## What you will do:
Rewrite all of the data below as a Markdown table with two columns, Row and Line. Put a row number in the first column and one line of the data in the second, skipping any blank lines.

## Entries from a pointing dataset:
────────────────

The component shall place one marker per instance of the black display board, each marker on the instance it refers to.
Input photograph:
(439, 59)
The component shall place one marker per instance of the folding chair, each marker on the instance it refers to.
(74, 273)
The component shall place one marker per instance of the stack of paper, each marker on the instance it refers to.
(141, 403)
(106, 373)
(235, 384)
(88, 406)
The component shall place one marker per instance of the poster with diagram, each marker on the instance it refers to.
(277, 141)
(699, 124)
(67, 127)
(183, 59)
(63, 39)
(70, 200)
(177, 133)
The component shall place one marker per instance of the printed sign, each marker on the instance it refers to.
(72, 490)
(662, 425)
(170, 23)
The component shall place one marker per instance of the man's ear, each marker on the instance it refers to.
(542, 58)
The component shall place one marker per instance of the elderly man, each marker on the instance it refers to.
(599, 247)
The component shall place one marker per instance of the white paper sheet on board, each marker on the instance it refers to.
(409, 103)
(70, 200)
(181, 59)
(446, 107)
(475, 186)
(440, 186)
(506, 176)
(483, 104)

────────────────

## Expected answer:
| Row | Line |
|---|---|
| 1 | The component shall place one marker per instance of the black display board, each marker on the instance it refers to. |
| 2 | Input photograph: |
| 3 | (439, 59) |
| 4 | The component shall place one marker per instance of the folding chair, each marker on the instance it refers to. |
| 5 | (74, 273) |
| 6 | The component shall place one marker per instance of the stack of paper, each marker on the instance it refers to. |
| 7 | (141, 403) |
| 8 | (106, 373) |
| 9 | (235, 384) |
| 10 | (88, 406) |
| 11 | The component shall place one marker per instance of the poster with diagram, each marker on the instance it refers to. |
| 12 | (277, 141) |
| 13 | (699, 124) |
| 14 | (67, 127) |
| 15 | (183, 59) |
| 16 | (63, 39) |
| 17 | (70, 200) |
| 18 | (177, 133) |
| 19 | The component shall place one marker per instance of the printed sign, each marker on the instance it refers to. |
| 20 | (72, 490) |
| 21 | (662, 425) |
| 22 | (170, 23) |
| 23 | The component shall place one marker per instance of the man's ear, each marker on the instance it refers to. |
| 24 | (542, 58) |
| 25 | The component shall place one marker per instance of the elderly man, each marker on the instance it refers to. |
| 26 | (599, 247) |
| 27 | The component shall place one marker per instance of the white paper sheet on board, each marker on the instance it refers to. |
| 28 | (409, 103) |
| 29 | (70, 200) |
| 30 | (181, 59) |
| 31 | (446, 107) |
| 32 | (475, 186) |
| 33 | (440, 186) |
| 34 | (506, 176) |
| 35 | (483, 104) |